**** Records shown ****
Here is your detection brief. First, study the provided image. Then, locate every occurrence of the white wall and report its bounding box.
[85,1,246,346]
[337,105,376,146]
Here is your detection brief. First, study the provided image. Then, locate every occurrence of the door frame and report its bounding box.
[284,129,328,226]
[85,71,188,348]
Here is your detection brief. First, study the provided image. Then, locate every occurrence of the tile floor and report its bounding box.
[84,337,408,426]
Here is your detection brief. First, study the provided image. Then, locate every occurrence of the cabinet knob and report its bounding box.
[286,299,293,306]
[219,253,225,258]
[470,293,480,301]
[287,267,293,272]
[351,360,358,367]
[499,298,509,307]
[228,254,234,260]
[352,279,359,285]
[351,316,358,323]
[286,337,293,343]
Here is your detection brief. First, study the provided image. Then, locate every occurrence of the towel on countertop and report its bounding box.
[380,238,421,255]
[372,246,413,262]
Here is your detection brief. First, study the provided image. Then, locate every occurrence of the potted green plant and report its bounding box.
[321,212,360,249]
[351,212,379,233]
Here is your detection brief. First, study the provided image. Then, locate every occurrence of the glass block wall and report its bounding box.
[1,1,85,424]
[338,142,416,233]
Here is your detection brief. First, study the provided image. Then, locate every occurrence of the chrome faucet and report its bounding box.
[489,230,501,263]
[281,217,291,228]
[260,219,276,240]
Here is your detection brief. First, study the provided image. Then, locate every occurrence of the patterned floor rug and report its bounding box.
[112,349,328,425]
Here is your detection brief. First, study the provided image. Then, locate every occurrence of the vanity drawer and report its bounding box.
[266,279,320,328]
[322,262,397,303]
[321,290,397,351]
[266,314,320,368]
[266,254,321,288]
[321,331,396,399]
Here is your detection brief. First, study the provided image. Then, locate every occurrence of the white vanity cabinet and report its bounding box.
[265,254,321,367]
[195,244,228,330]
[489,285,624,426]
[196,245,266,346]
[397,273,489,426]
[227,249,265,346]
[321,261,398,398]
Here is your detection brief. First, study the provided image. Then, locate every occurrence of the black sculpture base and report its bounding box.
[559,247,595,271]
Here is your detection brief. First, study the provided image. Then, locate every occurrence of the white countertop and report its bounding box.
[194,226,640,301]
****
Find the line containing "block wall and report its bounding box.", then output it and every line after it to the end of the data, exactly.

Here is your detection brief. First, study the provided image. Then, locate every occurrence of the glass block wall and report its bounding box.
[1,1,85,424]
[338,142,416,233]
Here is your detection brief. First, study the provided image. Then, locate every occurrence of the chrome faucet and report its bounding box.
[489,230,501,263]
[281,217,291,228]
[260,219,276,240]
Here is your detection brief. First, study the provided image. Then, locate every occurrence of the patterned floor rug and report its bounding box.
[112,349,328,425]
Here is your detection brief. First, study the provided image. Then, locate every occurrence of the vanity drawer and report its bounding box.
[266,279,320,328]
[322,262,397,303]
[321,290,397,351]
[266,314,320,368]
[266,254,321,288]
[321,331,396,399]
Here is your detection brief. First, study the provided image. Then, locate every occurrence of the white vanity cabinet and report its bounding box.
[265,254,321,367]
[195,244,228,330]
[489,285,624,426]
[196,245,266,346]
[397,273,489,426]
[227,249,265,346]
[321,261,398,398]
Here is your detection brief. First, study the provided image. Then, locate every occurrence of the black sculpture base and report its bounding box.
[559,247,595,271]
Here is your detection brief. First, study the provided image. Then, locate every occurrence of the white countertop and report its bounding box.
[194,226,640,301]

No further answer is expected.